### Written exercise A
According to the film summary of Convicted, what crime is Joe Hufford convicted of?
### Written exercise B
Reproduce word for word the stretch of the film summary from "Several years into" through "Hufford is paroled.".

### Text provided

────────

• Source: Convicted (1950 film)
    • Convicted is a 1950 American crime film noir directed by Henry Levin and starring Glenn Ford and Broderick Crawford. It was the third Columbia Pictures film adaptation of the 1929 stage play The Criminal Code by Martin Flavin, following Howard Hawks's The Criminal Code (1930) and John Brahm's Penitentiary (1938).


      Plot


      Joe Hufford is arrested after a fistfight in which a man is killed. District attorney George Knowland knows that Hufford did not intend to kill the man and offers his attorney a viable line of defense, but the attorney refuses to listen and Hufford is convicted of manslaughter and sentenced to prison.
      Several years into Hufford's sentence, Knowland is appointed as the prison's new warden and gives Hufford a highly desirable job as his personal chauffeur, which mostly involves driving Knowland's pretty daughter Kay around town. Hufford dreams of a life with Kay, who has become his greatest advocate.
      Following a failed escape attempt by other inmates, an informant is killed in Knowland's office by Hufford's cellmate Malloby. Knowland finds Hufford at the scene of the crime and presses Hufford to reveal the identity of the killer, but prison has made Hufford a hard man and he is unwilling to squeal on a fellow inmate. Knowland dangles the promise of parole in front of Hufford, but he refuses to talk and is banished to solitary confinement.
      Despite Hufford's silence, Knowland works to secure his release, and Hufford is paroled.


      Cast


      Glenn Ford as Joe Hufford
      Broderick Crawford as George Knowland
      Millard Mitchell as Malloby
      Dorothy Malone as Kay Knowland
      Carl Benton Reid as Captain Douglas
      Frank Faylen as Convict Ponti
      Will Geer as Convict Mapes
      Martha Stewart as Bertie Williams
      Henry O'Neill as Detective Dorn
      Douglas Kennedy as Det. Bailey
      Roland Winters as Vernon Bradley, Attorney
      Ed Begley as Mackay – Head of Parole Board
      John Doucette as Tex - Convict (uncredited)
      Ray Teal as Cell Block / Yard Guard (uncredited)
      James Millican as Guard in Kitchen (uncredited)
      Whit Bissell as State's Attorney Owens (uncredited)

────────

### Data shown

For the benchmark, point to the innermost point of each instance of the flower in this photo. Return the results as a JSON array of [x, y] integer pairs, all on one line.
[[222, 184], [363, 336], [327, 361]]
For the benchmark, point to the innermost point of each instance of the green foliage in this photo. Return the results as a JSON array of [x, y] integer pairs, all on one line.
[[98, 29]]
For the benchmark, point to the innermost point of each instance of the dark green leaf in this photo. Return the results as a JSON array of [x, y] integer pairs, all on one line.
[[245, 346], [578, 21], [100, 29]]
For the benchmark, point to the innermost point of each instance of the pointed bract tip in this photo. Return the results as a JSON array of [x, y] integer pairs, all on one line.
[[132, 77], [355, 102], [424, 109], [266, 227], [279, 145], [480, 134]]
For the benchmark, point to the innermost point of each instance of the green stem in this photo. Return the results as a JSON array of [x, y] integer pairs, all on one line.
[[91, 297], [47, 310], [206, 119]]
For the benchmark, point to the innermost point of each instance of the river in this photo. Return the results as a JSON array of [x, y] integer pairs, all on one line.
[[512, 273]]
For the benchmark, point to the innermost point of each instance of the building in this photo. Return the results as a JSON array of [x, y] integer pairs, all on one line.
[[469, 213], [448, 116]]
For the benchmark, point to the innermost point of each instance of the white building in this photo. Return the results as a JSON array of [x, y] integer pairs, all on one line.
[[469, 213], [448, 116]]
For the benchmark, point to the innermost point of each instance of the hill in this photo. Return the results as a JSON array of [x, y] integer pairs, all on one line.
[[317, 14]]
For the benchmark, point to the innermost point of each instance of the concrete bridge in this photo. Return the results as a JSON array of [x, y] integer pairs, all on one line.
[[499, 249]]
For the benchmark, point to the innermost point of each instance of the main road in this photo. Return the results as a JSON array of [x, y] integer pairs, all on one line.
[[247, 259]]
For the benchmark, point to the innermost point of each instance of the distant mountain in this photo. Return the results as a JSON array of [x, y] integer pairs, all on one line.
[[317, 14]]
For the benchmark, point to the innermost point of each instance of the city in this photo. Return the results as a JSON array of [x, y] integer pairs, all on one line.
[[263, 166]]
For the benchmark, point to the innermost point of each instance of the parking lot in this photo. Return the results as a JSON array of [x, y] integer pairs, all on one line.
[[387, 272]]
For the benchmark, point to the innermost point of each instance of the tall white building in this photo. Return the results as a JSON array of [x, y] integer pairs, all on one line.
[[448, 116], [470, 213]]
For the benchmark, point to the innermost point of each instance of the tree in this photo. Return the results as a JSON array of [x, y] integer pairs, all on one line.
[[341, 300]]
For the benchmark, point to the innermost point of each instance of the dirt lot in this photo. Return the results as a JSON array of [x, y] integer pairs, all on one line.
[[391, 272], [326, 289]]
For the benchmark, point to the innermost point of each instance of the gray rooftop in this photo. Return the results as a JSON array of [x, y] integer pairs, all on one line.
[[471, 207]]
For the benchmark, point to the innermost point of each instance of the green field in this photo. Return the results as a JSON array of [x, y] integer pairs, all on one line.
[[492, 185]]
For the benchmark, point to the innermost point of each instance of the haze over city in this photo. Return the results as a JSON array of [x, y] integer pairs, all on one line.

────────

### Answer A
Manslaughter.

### Answer B
Several years into Hufford's sentence, Knowland is appointed as the prison's new warden and gives Hufford a highly desirable job as his personal chauffeur, which mostly involves driving Knowland's pretty daughter Kay around town. Hufford dreams of a life with Kay, who has become his greatest advocate.
      Following a failed escape attempt by other inmates, an informant is killed in Knowland's office by Hufford's cellmate Malloby. Knowland finds Hufford at the scene of the crime and presses Hufford to reveal the identity of the killer, but prison has made Hufford a hard man and he is unwilling to squeal on a fellow inmate. Knowland dangles the promise of parole in front of Hufford, but he refuses to talk and is banished to solitary confinement.
      Despite Hufford's silence, Knowland works to secure his release, and Hufford is paroled.